## Directions for this task
Reproduce, word for word, every line starting at the line that contains "Get stone tower" and ending with the final line of the entries.

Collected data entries

Segment Open

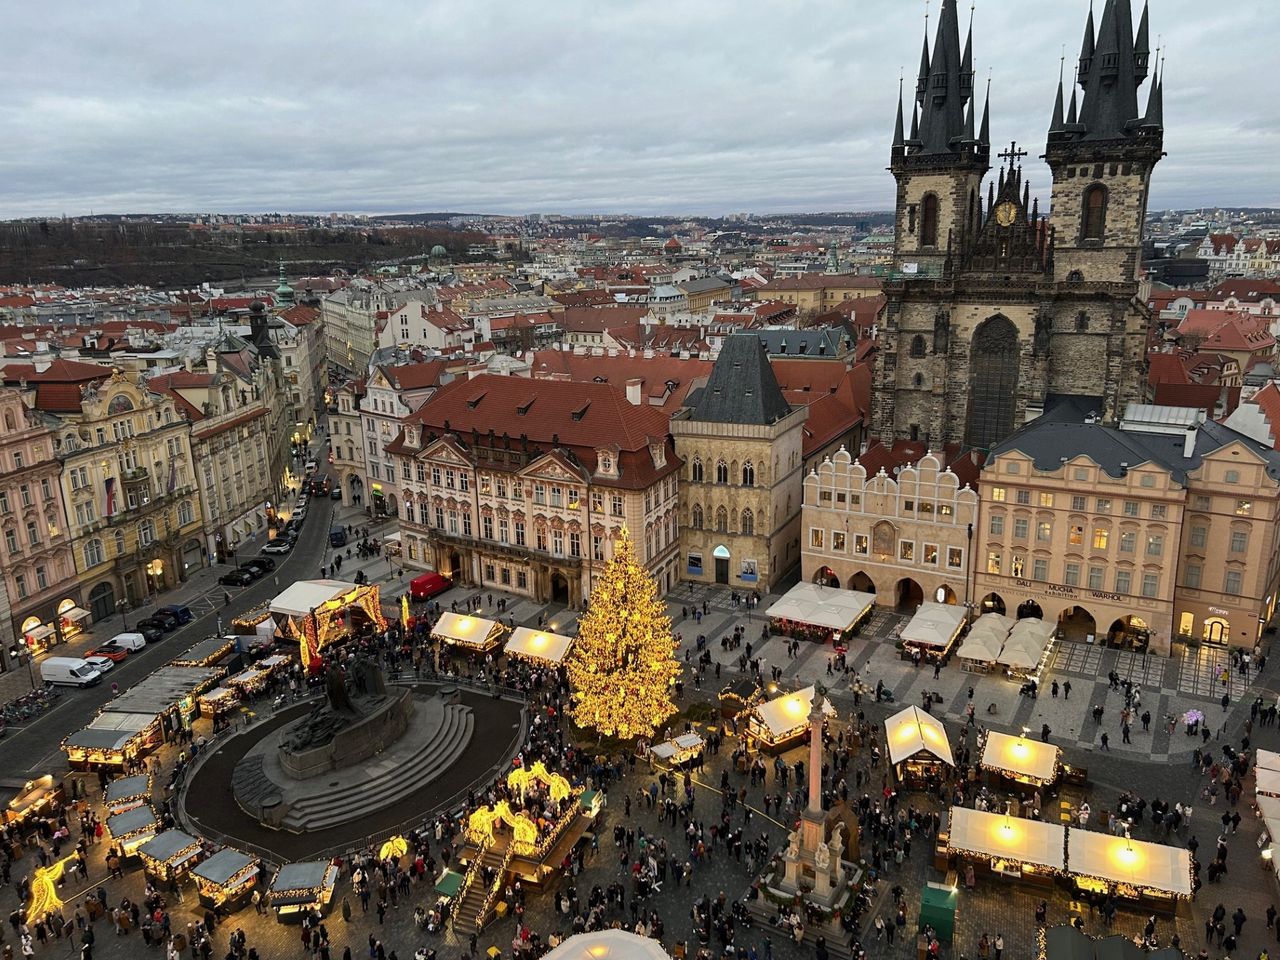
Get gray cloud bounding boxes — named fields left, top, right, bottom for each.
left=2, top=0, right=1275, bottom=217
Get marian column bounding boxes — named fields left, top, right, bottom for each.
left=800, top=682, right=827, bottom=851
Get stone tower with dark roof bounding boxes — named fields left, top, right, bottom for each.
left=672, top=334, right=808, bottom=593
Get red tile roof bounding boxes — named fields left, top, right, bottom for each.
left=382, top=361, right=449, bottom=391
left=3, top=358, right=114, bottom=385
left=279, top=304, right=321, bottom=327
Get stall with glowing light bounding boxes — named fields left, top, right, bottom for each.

Segment Closed

## Exercise output
Get stone tower with dark roof bounding boxes — named fields left, top, right, bottom for each.
left=672, top=334, right=808, bottom=593
Get red tile roof bounding boxes — named fields left, top, right, bottom for each.
left=382, top=361, right=449, bottom=391
left=3, top=358, right=114, bottom=385
left=279, top=304, right=321, bottom=327
Get stall with glowing light bounding boxes — named fields left, top, right, bottom for each.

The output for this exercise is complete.